--- Texte étudié ---

Dans la littérature des taux de prévalence entre 5% et 10% sont rapportés pour les jeux vidéo, ce qui ne serait pas réaliste s’il s’agissait d’un trouble psychiatrique. Probablement que les joueurs pathologiques et non-pathologiques sont confondus, alors qu’il serait utile de pouvoir les distinguer.

Une étude Delphi a été effectuée sur un large panel international d’experts travaillant avec des joueurs problématiques. Ils ont évalué les critères du DSM-5 (et de la CIM-11) et un consensus a été trouvé au sein des experts sur seulement 3 critères: la perte de contrôle, l’usage répété et la mise en danger des relations interpersonnelles. Certains critères, tels que la tolérance, ont été jugés non pertinents sur le plan clinique par la majorité des experts. Il y a une absence de consensus sur les autres critères, notamment le manque et la régulation émotionnelle. Il s’agit donc d’utiliser avec précaution des échelles courtes issues des nosographies psychiatriques qui pourraient pathologiser trop fréquemment certaines conduites.

Pour éviter le piège de l’approche confirmatoire,  il faut s’affranchir d’une approche centrée sur le symptôme et assumer une approche centrée sur les processus psychologiques. Ceux-ci constituent des médiateurs entre le symptôme et les facteurs bio-socio-environnementaux et ainsi la cible du traitement porte sur ces médiateurs, à savoir les processus psychologiques. Ces modèles ont été considérés dans le champ des addictions aux substances, mais il y a encore un décalage avec les addictions comportementales.

Effets des produits digitaux psychoactifs et leurs conséquences, implications sur l’établissement d’une relation thérapeutique
Dr Renanto Poespodihardjo, Centre pour les maladies addictives, Universitäre Psychiatrische Kliniken Basel

Dr Renanto Poespodihardjo a parlé des effets et conséquences des produits psychoactifs numériques et de leurs implications sur la relation thérapeutique.

--- Extraits d'enregistrements ---

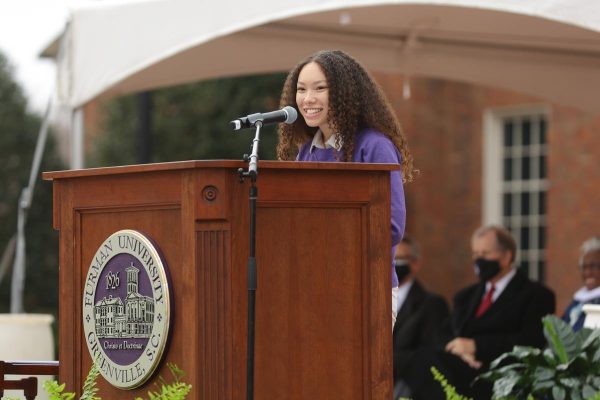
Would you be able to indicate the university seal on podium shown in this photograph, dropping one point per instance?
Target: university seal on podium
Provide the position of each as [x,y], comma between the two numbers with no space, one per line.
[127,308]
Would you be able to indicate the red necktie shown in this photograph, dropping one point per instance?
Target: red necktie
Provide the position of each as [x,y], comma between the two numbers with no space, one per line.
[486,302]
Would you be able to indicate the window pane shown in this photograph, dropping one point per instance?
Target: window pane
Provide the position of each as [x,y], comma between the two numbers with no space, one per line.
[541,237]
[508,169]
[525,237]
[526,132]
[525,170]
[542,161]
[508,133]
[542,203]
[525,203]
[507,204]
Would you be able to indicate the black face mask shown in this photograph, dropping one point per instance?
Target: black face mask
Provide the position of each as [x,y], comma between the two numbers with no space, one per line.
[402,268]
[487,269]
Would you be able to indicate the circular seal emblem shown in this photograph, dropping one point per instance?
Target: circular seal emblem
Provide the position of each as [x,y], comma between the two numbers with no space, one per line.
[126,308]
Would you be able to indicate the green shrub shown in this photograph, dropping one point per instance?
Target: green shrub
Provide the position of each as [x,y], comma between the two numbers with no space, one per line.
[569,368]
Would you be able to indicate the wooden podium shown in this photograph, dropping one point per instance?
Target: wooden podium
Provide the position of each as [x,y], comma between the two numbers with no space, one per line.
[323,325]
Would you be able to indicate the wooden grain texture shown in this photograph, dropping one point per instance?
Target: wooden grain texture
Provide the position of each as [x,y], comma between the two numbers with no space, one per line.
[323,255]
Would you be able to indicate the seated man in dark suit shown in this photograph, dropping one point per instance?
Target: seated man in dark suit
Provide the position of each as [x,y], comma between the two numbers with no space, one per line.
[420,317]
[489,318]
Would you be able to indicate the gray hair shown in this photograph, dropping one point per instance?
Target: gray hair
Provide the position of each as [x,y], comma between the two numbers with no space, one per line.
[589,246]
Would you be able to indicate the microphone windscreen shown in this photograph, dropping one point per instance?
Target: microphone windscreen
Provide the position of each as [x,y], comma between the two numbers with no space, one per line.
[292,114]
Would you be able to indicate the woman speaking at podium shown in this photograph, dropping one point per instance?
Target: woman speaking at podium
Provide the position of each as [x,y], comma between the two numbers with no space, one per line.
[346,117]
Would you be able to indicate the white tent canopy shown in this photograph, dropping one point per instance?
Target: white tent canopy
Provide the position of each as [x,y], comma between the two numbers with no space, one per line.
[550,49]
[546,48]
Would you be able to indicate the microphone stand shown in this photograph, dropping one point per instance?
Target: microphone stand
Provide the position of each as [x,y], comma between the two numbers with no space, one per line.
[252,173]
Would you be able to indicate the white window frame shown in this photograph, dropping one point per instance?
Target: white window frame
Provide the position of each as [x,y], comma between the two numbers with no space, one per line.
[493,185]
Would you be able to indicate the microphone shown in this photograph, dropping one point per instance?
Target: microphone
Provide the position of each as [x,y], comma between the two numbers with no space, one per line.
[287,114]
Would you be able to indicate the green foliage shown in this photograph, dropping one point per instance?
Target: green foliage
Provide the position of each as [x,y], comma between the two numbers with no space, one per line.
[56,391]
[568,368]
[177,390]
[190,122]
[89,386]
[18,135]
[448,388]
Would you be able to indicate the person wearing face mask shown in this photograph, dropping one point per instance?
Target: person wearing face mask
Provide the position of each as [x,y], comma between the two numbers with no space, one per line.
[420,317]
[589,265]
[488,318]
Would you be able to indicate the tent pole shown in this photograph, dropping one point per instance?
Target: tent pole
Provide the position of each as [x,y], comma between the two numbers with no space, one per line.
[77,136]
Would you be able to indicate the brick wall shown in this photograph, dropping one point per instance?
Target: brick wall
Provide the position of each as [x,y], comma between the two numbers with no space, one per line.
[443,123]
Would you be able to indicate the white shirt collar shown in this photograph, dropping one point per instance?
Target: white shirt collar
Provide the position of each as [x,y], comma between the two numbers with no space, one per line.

---

• [Consigne de travail 1]:
Répondez à ces questions d'après le texte étudié :
(a) Quels taux de prévalence la littérature rapporte-t-elle pour les jeux vidéo ?
(b) Sur quels critères les experts de l'étude Delphi sont-ils parvenus à un consensus ?
(c) Dans quel champ les modèles centrés sur les processus psychologiques ont-ils déjà été considérés ?
• [Consigne de travail 2]:
Comment traduire en anglais cette phrase du texte étudié : « Certains critères, tels que la tolérance, ont été jugés non pertinents sur le plan clinique par la majorité des experts. » ?
• [Consigne de travail 3]:
Dans le texte étudié, reformulez sous forme de liste le paragraphe qui commence par « Une étude Delphi a été effectuée », en conservant ses faits principaux.

• [Réponse rédigée 1]:
(a) Des taux entre 5 % et 10 %.
(b) Sur trois critères : la perte de contrôle, l'usage répété et la mise en danger des relations interpersonnelles.
(c) Dans le champ des addictions aux substances.

• [Réponse rédigée 2]:
Some criteria, such as tolerance, were judged clinically irrelevant by the majority of the experts.

• [Réponse rédigée 3]:
- Une étude Delphi a été menée auprès d'un large panel international d'experts travaillant avec des joueurs problématiques.
- Les experts ont évalué les critères du DSM-5 (et de la CIM-11).
- Un consensus n'a été trouvé que sur 3 critères : la perte de contrôle, l'usage répété et la mise en danger des relations interpersonnelles.
- La majorité des experts a jugé certains critères, comme la tolérance, non pertinents sur le plan clinique.
- Il n'y a pas de consensus sur les autres critères, notamment le manque et la régulation émotionnelle.
- Les échelles courtes issues des nosographies psychiatriques sont à utiliser avec précaution, car elles pourraient pathologiser trop fréquemment certaines conduites.